Report each line below that contains the word "jersey", copying every such line in full.

....

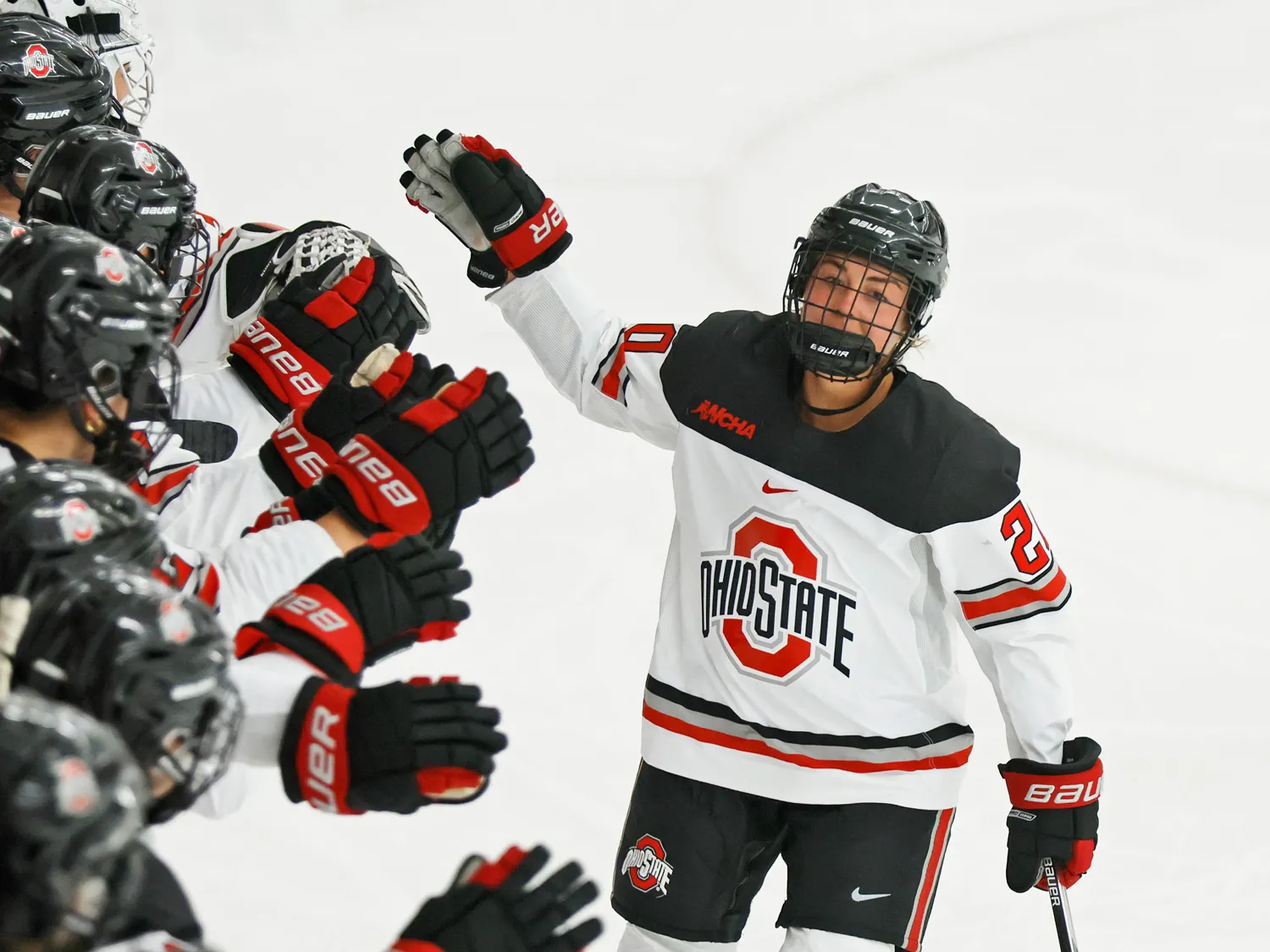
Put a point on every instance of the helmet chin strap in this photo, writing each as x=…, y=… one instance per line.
x=881, y=375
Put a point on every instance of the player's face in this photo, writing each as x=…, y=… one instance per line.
x=850, y=294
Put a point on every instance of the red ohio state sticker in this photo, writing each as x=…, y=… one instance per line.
x=37, y=61
x=647, y=867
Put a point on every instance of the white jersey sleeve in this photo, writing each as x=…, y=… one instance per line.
x=1008, y=594
x=609, y=371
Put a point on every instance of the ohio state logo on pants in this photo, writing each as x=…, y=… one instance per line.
x=647, y=867
x=769, y=599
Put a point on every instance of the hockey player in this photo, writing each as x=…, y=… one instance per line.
x=114, y=30
x=50, y=81
x=70, y=817
x=837, y=518
x=136, y=193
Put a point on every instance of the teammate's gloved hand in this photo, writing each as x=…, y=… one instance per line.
x=489, y=908
x=356, y=611
x=431, y=459
x=360, y=399
x=340, y=297
x=1056, y=815
x=393, y=748
x=526, y=228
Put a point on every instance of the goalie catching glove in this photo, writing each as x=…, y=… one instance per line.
x=356, y=611
x=411, y=459
x=1056, y=815
x=393, y=748
x=340, y=297
x=489, y=202
x=490, y=908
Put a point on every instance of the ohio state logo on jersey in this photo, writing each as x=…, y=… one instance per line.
x=37, y=61
x=770, y=602
x=145, y=157
x=645, y=866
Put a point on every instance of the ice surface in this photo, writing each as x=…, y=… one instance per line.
x=1102, y=167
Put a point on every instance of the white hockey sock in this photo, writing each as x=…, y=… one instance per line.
x=818, y=941
x=637, y=939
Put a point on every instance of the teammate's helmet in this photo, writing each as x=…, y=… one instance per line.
x=150, y=662
x=71, y=801
x=127, y=190
x=114, y=32
x=83, y=322
x=66, y=517
x=893, y=239
x=50, y=81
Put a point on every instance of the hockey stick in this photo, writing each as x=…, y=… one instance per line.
x=1061, y=906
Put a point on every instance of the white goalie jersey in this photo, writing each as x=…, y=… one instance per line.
x=815, y=581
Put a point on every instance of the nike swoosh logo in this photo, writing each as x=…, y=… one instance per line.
x=865, y=896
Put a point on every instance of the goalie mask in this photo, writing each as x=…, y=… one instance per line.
x=114, y=32
x=861, y=282
x=145, y=659
x=50, y=81
x=71, y=802
x=126, y=190
x=86, y=324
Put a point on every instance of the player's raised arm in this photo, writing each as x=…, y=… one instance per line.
x=610, y=371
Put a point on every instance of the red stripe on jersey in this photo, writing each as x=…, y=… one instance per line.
x=154, y=493
x=752, y=746
x=1016, y=598
x=930, y=876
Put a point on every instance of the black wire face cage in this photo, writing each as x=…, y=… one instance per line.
x=851, y=314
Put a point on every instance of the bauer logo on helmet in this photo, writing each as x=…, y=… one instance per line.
x=37, y=61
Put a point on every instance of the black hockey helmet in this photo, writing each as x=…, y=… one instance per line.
x=899, y=248
x=83, y=322
x=71, y=801
x=50, y=81
x=68, y=517
x=146, y=659
x=114, y=32
x=127, y=190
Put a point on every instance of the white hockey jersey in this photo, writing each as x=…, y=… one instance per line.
x=814, y=581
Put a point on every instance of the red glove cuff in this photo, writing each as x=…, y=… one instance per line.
x=320, y=751
x=305, y=454
x=384, y=492
x=1036, y=791
x=340, y=305
x=536, y=235
x=290, y=373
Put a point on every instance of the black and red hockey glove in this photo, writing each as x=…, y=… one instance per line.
x=431, y=461
x=340, y=297
x=356, y=611
x=490, y=908
x=1056, y=815
x=464, y=179
x=361, y=398
x=393, y=748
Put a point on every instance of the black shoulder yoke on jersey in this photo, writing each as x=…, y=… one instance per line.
x=919, y=459
x=162, y=906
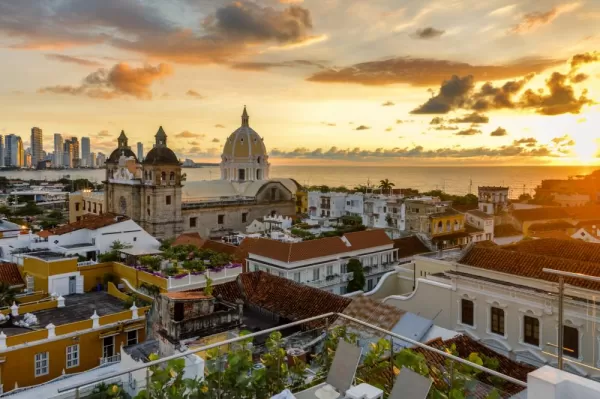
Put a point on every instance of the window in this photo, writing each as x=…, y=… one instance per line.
x=467, y=312
x=497, y=321
x=108, y=347
x=131, y=337
x=41, y=364
x=531, y=330
x=72, y=356
x=316, y=274
x=570, y=341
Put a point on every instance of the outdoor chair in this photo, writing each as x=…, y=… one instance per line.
x=340, y=376
x=411, y=385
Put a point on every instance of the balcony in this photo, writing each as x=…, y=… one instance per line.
x=241, y=368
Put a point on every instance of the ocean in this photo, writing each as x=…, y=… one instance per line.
x=453, y=180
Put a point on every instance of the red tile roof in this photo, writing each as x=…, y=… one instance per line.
x=294, y=252
x=410, y=246
x=90, y=222
x=284, y=297
x=528, y=258
x=9, y=273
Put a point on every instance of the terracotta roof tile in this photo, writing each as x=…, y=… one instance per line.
x=90, y=222
x=9, y=273
x=526, y=261
x=410, y=246
x=284, y=297
x=294, y=252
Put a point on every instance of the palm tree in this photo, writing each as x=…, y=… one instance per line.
x=7, y=295
x=386, y=185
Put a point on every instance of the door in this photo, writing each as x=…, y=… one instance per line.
x=72, y=285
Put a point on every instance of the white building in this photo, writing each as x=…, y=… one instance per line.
x=501, y=297
x=322, y=263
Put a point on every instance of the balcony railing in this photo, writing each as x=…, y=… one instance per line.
x=223, y=358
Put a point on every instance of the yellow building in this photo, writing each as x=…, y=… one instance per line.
x=301, y=201
x=45, y=336
x=84, y=202
x=447, y=229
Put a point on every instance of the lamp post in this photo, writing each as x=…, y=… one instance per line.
x=561, y=292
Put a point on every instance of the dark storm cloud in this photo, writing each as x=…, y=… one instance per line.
x=426, y=71
x=428, y=33
x=471, y=118
x=499, y=132
x=120, y=81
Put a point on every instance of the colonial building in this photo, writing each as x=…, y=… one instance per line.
x=152, y=192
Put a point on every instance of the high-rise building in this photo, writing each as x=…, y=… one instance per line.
x=85, y=151
x=2, y=151
x=37, y=145
x=58, y=160
x=14, y=151
x=100, y=160
x=76, y=153
x=67, y=154
x=140, y=152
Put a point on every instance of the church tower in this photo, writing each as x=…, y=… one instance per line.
x=161, y=190
x=244, y=155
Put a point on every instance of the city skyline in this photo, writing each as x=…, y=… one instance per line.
x=321, y=80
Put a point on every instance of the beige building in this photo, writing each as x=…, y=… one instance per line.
x=85, y=202
x=501, y=297
x=152, y=192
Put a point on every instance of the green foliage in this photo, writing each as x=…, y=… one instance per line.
x=358, y=279
x=209, y=288
x=151, y=289
x=150, y=261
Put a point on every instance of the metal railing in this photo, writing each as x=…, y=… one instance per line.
x=80, y=387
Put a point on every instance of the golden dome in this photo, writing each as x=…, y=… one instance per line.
x=244, y=142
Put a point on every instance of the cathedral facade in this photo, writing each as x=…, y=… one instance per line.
x=152, y=192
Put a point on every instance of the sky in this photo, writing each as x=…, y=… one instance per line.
x=386, y=82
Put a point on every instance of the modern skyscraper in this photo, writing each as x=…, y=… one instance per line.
x=140, y=152
x=76, y=154
x=37, y=145
x=58, y=159
x=2, y=151
x=14, y=151
x=68, y=154
x=85, y=151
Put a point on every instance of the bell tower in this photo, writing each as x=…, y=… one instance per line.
x=161, y=190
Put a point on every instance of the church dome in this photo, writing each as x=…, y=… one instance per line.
x=244, y=142
x=161, y=154
x=122, y=149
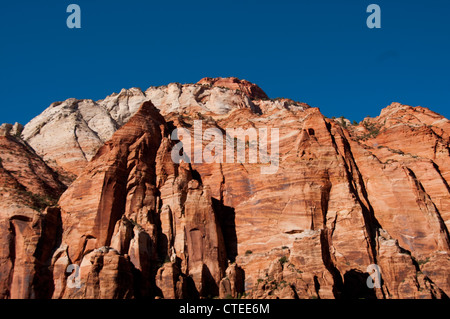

....

◆ **EXPECTED OUTPUT**
Put a point on every instance of the white jersey sleeve in this photo, writing each as x=…, y=… one instance per line.
Put a point on every instance of the ohio state logo on jersey in this photo, writing each as x=…, y=… one instance per line.
Put a point on every instance of the white goalie jersey in this photo, writing each as x=…, y=… one instance per line.
Put a point on every instance of the red stripe on jersey in this photo, writing each as x=…, y=… one instance per line.
Put a point on every instance of the white hockey jersey in this photo, writing each as x=…, y=… one instance per line.
Put a point on every instance of the black shoulder yoke on jersey in this photo, writing each as x=…, y=… one instance per line.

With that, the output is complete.